# Work item
An exact transcription of all the entries below is required.

Data items
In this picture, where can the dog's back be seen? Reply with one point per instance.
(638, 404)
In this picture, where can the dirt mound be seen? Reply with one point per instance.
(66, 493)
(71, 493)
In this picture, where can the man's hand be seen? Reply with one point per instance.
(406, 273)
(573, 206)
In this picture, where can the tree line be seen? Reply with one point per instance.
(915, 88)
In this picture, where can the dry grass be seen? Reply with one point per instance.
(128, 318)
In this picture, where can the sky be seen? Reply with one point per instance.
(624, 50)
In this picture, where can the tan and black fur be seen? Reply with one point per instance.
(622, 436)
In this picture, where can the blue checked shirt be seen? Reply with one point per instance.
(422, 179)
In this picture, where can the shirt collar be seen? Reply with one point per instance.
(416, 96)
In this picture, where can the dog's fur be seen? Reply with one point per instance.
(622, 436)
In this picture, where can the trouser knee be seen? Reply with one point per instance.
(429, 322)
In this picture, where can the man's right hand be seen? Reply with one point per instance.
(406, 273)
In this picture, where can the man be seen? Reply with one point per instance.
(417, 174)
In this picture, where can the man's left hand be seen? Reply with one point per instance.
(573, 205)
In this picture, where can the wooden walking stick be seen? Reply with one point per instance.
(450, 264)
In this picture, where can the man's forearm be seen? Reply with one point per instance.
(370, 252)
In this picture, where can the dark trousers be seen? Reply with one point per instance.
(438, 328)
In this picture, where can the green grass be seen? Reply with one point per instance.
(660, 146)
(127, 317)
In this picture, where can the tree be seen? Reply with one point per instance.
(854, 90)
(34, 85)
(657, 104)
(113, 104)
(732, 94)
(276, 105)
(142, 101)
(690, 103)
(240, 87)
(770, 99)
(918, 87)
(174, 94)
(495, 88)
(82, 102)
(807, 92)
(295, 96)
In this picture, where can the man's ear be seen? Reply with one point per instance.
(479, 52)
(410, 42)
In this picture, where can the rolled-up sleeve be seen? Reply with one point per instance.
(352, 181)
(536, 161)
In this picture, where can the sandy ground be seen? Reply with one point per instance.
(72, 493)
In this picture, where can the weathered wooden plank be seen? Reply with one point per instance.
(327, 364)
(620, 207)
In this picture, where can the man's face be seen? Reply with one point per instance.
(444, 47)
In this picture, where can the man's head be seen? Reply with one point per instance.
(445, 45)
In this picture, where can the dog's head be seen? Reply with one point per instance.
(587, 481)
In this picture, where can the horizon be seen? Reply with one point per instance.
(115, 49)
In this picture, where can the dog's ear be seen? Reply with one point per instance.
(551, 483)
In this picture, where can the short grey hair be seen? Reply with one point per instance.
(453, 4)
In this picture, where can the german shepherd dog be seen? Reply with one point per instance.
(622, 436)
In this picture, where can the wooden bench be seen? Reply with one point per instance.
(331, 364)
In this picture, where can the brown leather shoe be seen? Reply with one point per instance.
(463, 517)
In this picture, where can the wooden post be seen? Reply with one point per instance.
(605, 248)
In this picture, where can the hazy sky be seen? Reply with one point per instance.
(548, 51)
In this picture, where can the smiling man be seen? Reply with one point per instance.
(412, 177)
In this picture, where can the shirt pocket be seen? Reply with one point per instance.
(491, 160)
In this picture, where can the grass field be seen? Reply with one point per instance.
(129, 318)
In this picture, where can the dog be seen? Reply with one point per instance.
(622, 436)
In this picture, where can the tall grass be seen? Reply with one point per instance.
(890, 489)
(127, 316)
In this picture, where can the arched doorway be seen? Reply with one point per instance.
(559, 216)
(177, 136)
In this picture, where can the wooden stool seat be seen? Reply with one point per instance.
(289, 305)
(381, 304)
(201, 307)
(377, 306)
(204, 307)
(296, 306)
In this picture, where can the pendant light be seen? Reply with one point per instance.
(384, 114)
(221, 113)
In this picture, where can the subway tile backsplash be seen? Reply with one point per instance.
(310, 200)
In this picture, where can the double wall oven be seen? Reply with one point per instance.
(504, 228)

# Exercise response
In this picture, where can the dog's back be seen? Reply with one point per instance.
(638, 404)
In this picture, where can the dirt mound be seen? Reply with one point per instance.
(66, 493)
(71, 493)
In this picture, where can the man's hand be seen? Reply with one point per instance.
(406, 273)
(573, 206)
In this picture, where can the tree line be seen? Reply with one point per instance.
(915, 88)
In this picture, where can the dry grass be seen? Reply with one point per instance.
(128, 318)
In this picture, where can the sky be seen? Reply with one point per instance.
(624, 50)
In this picture, where can the tan and black fur be seen? Reply with one point per instance.
(622, 436)
In this picture, where can the blue checked shirt be seen? Reply with one point per instance.
(422, 179)
In this picture, where can the shirt collar be seen? Reply with one point per instance.
(416, 96)
In this picture, where can the dog's fur be seen? Reply with one point per instance.
(622, 436)
In this picture, where can the trouser knee be seen? Reply with one point per instance.
(429, 322)
In this picture, where can the man's right hand be seen? Reply with one point per instance.
(406, 273)
In this picture, where can the man be seen? Reply with one point per instance.
(417, 174)
In this picture, where can the man's left hand be seen? Reply with one point per instance.
(573, 205)
In this picture, where can the wooden walking stick be seen? Reply with one point per instance.
(450, 264)
In this picture, where can the man's forearm be seen? Reply with one point per instance.
(370, 252)
In this picture, where can the dark trousers be seen? Reply with one point per instance.
(438, 328)
In this picture, where can the green grass be seen? Reply with one point per instance.
(660, 146)
(127, 317)
In this picture, where can the tree be seen? Reply with one point per instance.
(854, 90)
(34, 85)
(657, 104)
(113, 104)
(732, 94)
(276, 105)
(142, 101)
(690, 103)
(240, 87)
(770, 99)
(918, 87)
(174, 94)
(495, 88)
(82, 102)
(807, 92)
(295, 96)
In this picture, where can the man's ear be seen? Reply with one point per instance.
(479, 52)
(410, 42)
In this picture, where can the rolled-up sleeve be seen? Reply with one point per instance.
(352, 181)
(536, 161)
In this picture, where can the sandy ground be seen? Reply with one point per instance.
(72, 493)
In this picture, where can the weathered wooden plank be seen? Reply with one point per instance.
(327, 364)
(620, 207)
In this picture, where can the man's face be seen? Reply with one point per instance.
(444, 47)
In this picture, where can the man's head be seen? Reply with one point per instance.
(445, 45)
In this picture, where can the dog's head be seen? Reply with one point per instance.
(587, 481)
In this picture, where can the horizon be seen? Reply with one point per instance.
(115, 49)
In this picture, where can the dog's ear be seen? Reply with one point per instance.
(551, 483)
In this picture, where can the short grey hair be seen? Reply with one point per instance.
(453, 4)
In this picture, where can the german shepherd dog be seen? Reply with one point per instance.
(622, 436)
In this picture, where can the wooden bench be seen? Reply with one point per instance.
(331, 364)
In this picture, where can the brown leather shoe be seen? Reply with one point per instance.
(463, 517)
In this picture, where can the wooden post be seen? Reply with one point per instance.
(605, 248)
In this picture, where can the hazy sky be seen? Reply with one point per instance.
(548, 51)
In this picture, where can the smiling man be seen? Reply with one point per instance.
(412, 177)
In this picture, where can the shirt pocket be seen? Reply with one point per instance.
(491, 160)
In this picture, where can the grass field be seen? Reply with one point per instance.
(129, 318)
In this picture, where can the dog be seen? Reply with one point per instance.
(622, 436)
In this picture, where can the tall grass be seen? Reply with one point per instance.
(890, 489)
(127, 316)
In this picture, where can the arched doorway be seen? Reply with one point per instance.
(559, 216)
(177, 136)
In this picture, where can the wooden stool seat be seen? Reply with one point per instance.
(289, 305)
(381, 304)
(201, 307)
(377, 306)
(204, 307)
(296, 306)
In this picture, where can the pendant light be seen? Reply with one point per instance.
(384, 114)
(221, 113)
In this picture, where can the subway tile backsplash be seen? Reply with one point per instance.
(310, 200)
In this picture, where can the double wall oven be seen? Reply with one point per instance.
(504, 228)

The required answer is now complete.